_TEXT TO READ_
= William Beresford (politician) =

British politician (1797–1883)

William Beresford (17 April 1797 – 6 October 1883) was a British Conservative politician.

==Background==
He was the only son of Marcus Beresford and his wife Frances Arabella, daughter of Joseph Leeson, 1st Earl of Milltown. Beresford was educated at St Mary Hall, Oxford, where he graduated with a Bachelor of Arts in 1819 and a Master of Arts five years later. He joined the British Army and served in the 9th Queen's Royal Lancers and then in the 12th (Prince of Wales's) Royal Lancers, finally as a major.

_INSTRUCTIONS_
**1.** Reproduce verbatim the part of the William Beresford biography between "British politician (1797–1883)" and "as a major.", inclusive.
**2.** Answer these questions from the William Beresford biography.
(a) On what date was William Beresford born?
(b) Where was he educated?
(c) What was his final rank in the British Army?

_SUPPLIED INFORMATION_

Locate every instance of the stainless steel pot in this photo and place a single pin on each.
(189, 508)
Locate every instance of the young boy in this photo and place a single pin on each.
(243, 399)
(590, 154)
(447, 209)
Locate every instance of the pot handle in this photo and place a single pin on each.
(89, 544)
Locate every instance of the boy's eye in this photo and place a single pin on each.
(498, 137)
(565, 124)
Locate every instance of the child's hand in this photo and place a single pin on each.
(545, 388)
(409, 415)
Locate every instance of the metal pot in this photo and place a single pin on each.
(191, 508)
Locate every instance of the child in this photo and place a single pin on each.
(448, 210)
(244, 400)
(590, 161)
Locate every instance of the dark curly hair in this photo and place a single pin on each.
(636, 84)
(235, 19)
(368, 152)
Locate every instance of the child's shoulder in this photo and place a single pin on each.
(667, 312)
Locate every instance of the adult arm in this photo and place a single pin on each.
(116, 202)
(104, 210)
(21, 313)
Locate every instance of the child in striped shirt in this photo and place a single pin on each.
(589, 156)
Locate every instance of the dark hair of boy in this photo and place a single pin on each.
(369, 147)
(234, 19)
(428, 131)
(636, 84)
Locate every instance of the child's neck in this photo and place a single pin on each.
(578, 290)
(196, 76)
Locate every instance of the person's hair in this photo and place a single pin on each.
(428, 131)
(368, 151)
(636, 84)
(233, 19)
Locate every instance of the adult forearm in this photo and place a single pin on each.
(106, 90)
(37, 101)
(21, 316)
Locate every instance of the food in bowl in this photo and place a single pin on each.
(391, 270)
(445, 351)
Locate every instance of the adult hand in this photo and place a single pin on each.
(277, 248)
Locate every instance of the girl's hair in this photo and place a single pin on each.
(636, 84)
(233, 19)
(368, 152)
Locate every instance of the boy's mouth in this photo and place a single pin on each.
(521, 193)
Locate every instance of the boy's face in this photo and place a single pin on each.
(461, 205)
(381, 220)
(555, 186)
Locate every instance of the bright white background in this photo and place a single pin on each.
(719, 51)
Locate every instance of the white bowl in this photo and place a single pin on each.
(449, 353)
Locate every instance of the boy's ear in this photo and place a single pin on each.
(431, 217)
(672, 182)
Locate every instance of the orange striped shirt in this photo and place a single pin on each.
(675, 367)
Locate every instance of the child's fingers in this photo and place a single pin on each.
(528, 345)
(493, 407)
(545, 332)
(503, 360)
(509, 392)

_CORRECT ANSWERS_
**1.**
British politician (1797–1883)

William Beresford (17 April 1797 – 6 October 1883) was a British Conservative politician.

==Background==
He was the only son of Marcus Beresford and his wife Frances Arabella, daughter of Joseph Leeson, 1st Earl of Milltown. Beresford was educated at St Mary Hall, Oxford, where he graduated with a Bachelor of Arts in 1819 and a Master of Arts five years later. He joined the British Army and served in the 9th Queen's Royal Lancers and then in the 12th (Prince of Wales's) Royal Lancers, finally as a major.

**2.**
(a) 17 April 1797
(b) St Mary Hall, Oxford
(c) Major